● **Set exercise**: Repeat the following lines verbatim, with no changes.

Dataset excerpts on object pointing
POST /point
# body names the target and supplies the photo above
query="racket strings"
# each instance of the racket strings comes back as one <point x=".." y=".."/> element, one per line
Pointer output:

● **Worked answer**:
POST /point
# body names the target and supplies the photo above
query="racket strings"
# each instance of the racket strings comes back as one <point x=".." y=".."/> element, one per line
Pointer output:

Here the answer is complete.